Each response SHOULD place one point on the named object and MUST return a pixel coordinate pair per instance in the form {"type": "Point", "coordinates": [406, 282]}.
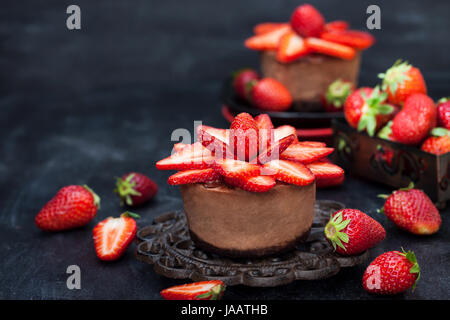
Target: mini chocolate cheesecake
{"type": "Point", "coordinates": [232, 222]}
{"type": "Point", "coordinates": [308, 78]}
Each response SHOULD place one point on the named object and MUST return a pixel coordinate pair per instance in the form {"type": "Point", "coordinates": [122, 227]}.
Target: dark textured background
{"type": "Point", "coordinates": [85, 106]}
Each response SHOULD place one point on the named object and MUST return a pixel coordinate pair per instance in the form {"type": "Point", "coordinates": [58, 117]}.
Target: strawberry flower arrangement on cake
{"type": "Point", "coordinates": [251, 155]}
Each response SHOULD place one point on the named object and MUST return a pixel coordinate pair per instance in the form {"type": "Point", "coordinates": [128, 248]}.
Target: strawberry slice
{"type": "Point", "coordinates": [203, 290]}
{"type": "Point", "coordinates": [194, 176]}
{"type": "Point", "coordinates": [284, 131]}
{"type": "Point", "coordinates": [339, 25]}
{"type": "Point", "coordinates": [253, 184]}
{"type": "Point", "coordinates": [291, 47]}
{"type": "Point", "coordinates": [299, 153]}
{"type": "Point", "coordinates": [357, 39]}
{"type": "Point", "coordinates": [290, 172]}
{"type": "Point", "coordinates": [266, 27]}
{"type": "Point", "coordinates": [330, 48]}
{"type": "Point", "coordinates": [267, 41]}
{"type": "Point", "coordinates": [231, 168]}
{"type": "Point", "coordinates": [112, 236]}
{"type": "Point", "coordinates": [273, 151]}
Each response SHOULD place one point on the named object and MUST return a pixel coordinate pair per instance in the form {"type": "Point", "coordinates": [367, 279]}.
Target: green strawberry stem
{"type": "Point", "coordinates": [124, 187]}
{"type": "Point", "coordinates": [96, 197]}
{"type": "Point", "coordinates": [415, 268]}
{"type": "Point", "coordinates": [333, 231]}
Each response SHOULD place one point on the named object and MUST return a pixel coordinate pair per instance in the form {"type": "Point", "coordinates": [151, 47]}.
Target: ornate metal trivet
{"type": "Point", "coordinates": [166, 244]}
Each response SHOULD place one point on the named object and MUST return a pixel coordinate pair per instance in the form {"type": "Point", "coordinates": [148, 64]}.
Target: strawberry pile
{"type": "Point", "coordinates": [400, 110]}
{"type": "Point", "coordinates": [252, 155]}
{"type": "Point", "coordinates": [307, 32]}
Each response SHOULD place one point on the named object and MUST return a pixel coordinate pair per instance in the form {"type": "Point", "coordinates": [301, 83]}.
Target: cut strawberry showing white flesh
{"type": "Point", "coordinates": [194, 176]}
{"type": "Point", "coordinates": [112, 236]}
{"type": "Point", "coordinates": [299, 153]}
{"type": "Point", "coordinates": [291, 172]}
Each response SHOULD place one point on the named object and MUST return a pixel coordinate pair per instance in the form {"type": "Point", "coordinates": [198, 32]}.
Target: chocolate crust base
{"type": "Point", "coordinates": [257, 253]}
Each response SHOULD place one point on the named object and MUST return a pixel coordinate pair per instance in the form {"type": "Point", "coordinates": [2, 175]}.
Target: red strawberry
{"type": "Point", "coordinates": [194, 176]}
{"type": "Point", "coordinates": [266, 27]}
{"type": "Point", "coordinates": [291, 47]}
{"type": "Point", "coordinates": [267, 41]}
{"type": "Point", "coordinates": [352, 232]}
{"type": "Point", "coordinates": [269, 94]}
{"type": "Point", "coordinates": [392, 272]}
{"type": "Point", "coordinates": [339, 25]}
{"type": "Point", "coordinates": [135, 188]}
{"type": "Point", "coordinates": [112, 236]}
{"type": "Point", "coordinates": [439, 143]}
{"type": "Point", "coordinates": [402, 80]}
{"type": "Point", "coordinates": [240, 80]}
{"type": "Point", "coordinates": [72, 207]}
{"type": "Point", "coordinates": [204, 290]}
{"type": "Point", "coordinates": [356, 39]}
{"type": "Point", "coordinates": [273, 151]}
{"type": "Point", "coordinates": [365, 109]}
{"type": "Point", "coordinates": [244, 137]}
{"type": "Point", "coordinates": [443, 113]}
{"type": "Point", "coordinates": [253, 184]}
{"type": "Point", "coordinates": [307, 21]}
{"type": "Point", "coordinates": [290, 172]}
{"type": "Point", "coordinates": [412, 210]}
{"type": "Point", "coordinates": [231, 168]}
{"type": "Point", "coordinates": [330, 48]}
{"type": "Point", "coordinates": [299, 153]}
{"type": "Point", "coordinates": [415, 121]}
{"type": "Point", "coordinates": [334, 98]}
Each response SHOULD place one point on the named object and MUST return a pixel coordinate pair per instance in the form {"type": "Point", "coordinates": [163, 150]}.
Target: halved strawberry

□ □ □ □

Take the listing above and restate it word for word, without its pictures.

Each response SHOULD place one point on the named object and MUST return a pixel coordinate pair per instance in the form {"type": "Point", "coordinates": [406, 282]}.
Target: mini chocolate cheesecake
{"type": "Point", "coordinates": [232, 222]}
{"type": "Point", "coordinates": [308, 78]}
Each response SHOULD place one point on the named object and MUST return a pixel coordinate pair per instance in the form {"type": "Point", "coordinates": [122, 227]}.
Target: dark textured background
{"type": "Point", "coordinates": [85, 106]}
Each response SHOULD place one point on the named object and MUST return a pixel coordinate pair per instance in the form {"type": "Point", "coordinates": [58, 117]}.
Target: strawberry flower arrangement on cake
{"type": "Point", "coordinates": [251, 155]}
Each response SHOULD place one point on the named object and MUST return a pixel coordinate pair per instance in the form {"type": "Point", "coordinates": [128, 248]}.
Target: strawberry slice
{"type": "Point", "coordinates": [203, 290]}
{"type": "Point", "coordinates": [194, 176]}
{"type": "Point", "coordinates": [284, 131]}
{"type": "Point", "coordinates": [339, 25]}
{"type": "Point", "coordinates": [253, 184]}
{"type": "Point", "coordinates": [291, 47]}
{"type": "Point", "coordinates": [299, 153]}
{"type": "Point", "coordinates": [357, 39]}
{"type": "Point", "coordinates": [290, 172]}
{"type": "Point", "coordinates": [266, 27]}
{"type": "Point", "coordinates": [330, 48]}
{"type": "Point", "coordinates": [267, 41]}
{"type": "Point", "coordinates": [231, 168]}
{"type": "Point", "coordinates": [112, 236]}
{"type": "Point", "coordinates": [273, 151]}
Each response SHOULD place one point on the named object and MUST return a pixel coordinate pair per instance in the form {"type": "Point", "coordinates": [367, 279]}.
Target: green strawberry stem
{"type": "Point", "coordinates": [124, 187]}
{"type": "Point", "coordinates": [96, 197]}
{"type": "Point", "coordinates": [415, 268]}
{"type": "Point", "coordinates": [333, 231]}
Each response SHOULD place one point on the named object and MUST return a pixel coordinate pair per instance in the form {"type": "Point", "coordinates": [151, 47]}.
Target: ornate metal trivet
{"type": "Point", "coordinates": [166, 244]}
Each response SHOULD place one point on the named object and MUST return a pixel coordinate pair per instance in the form {"type": "Point", "coordinates": [148, 64]}.
Target: strawberry pile
{"type": "Point", "coordinates": [400, 110]}
{"type": "Point", "coordinates": [252, 155]}
{"type": "Point", "coordinates": [307, 32]}
Each response SHOULD place one point on the named object and MUST return a pixel coordinate pair per instance in the form {"type": "Point", "coordinates": [301, 83]}.
Target: cut strawberry showing white flesh
{"type": "Point", "coordinates": [194, 176]}
{"type": "Point", "coordinates": [112, 236]}
{"type": "Point", "coordinates": [299, 153]}
{"type": "Point", "coordinates": [291, 172]}
Each response SHOULD place one point on the named object and MUST return a pixel coordinate pair per instance in the form {"type": "Point", "coordinates": [198, 32]}.
Target: chocolate crust base
{"type": "Point", "coordinates": [257, 253]}
Each response SHOULD place one point on the named object and MUST return a pixel coordinate pair per instance in the form {"type": "Point", "coordinates": [2, 175]}.
Target: red strawberry
{"type": "Point", "coordinates": [194, 176]}
{"type": "Point", "coordinates": [266, 27]}
{"type": "Point", "coordinates": [291, 47]}
{"type": "Point", "coordinates": [267, 41]}
{"type": "Point", "coordinates": [352, 232]}
{"type": "Point", "coordinates": [269, 94]}
{"type": "Point", "coordinates": [392, 272]}
{"type": "Point", "coordinates": [339, 25]}
{"type": "Point", "coordinates": [135, 188]}
{"type": "Point", "coordinates": [112, 236]}
{"type": "Point", "coordinates": [439, 143]}
{"type": "Point", "coordinates": [402, 80]}
{"type": "Point", "coordinates": [240, 80]}
{"type": "Point", "coordinates": [72, 207]}
{"type": "Point", "coordinates": [204, 290]}
{"type": "Point", "coordinates": [356, 39]}
{"type": "Point", "coordinates": [273, 151]}
{"type": "Point", "coordinates": [365, 109]}
{"type": "Point", "coordinates": [244, 137]}
{"type": "Point", "coordinates": [443, 113]}
{"type": "Point", "coordinates": [253, 184]}
{"type": "Point", "coordinates": [307, 21]}
{"type": "Point", "coordinates": [290, 172]}
{"type": "Point", "coordinates": [412, 210]}
{"type": "Point", "coordinates": [231, 168]}
{"type": "Point", "coordinates": [330, 48]}
{"type": "Point", "coordinates": [299, 153]}
{"type": "Point", "coordinates": [415, 121]}
{"type": "Point", "coordinates": [334, 98]}
Each response SHOULD place one point on the named object and MUST return a pixel coordinate pair per instance in the form {"type": "Point", "coordinates": [163, 150]}.
Target: halved strawberry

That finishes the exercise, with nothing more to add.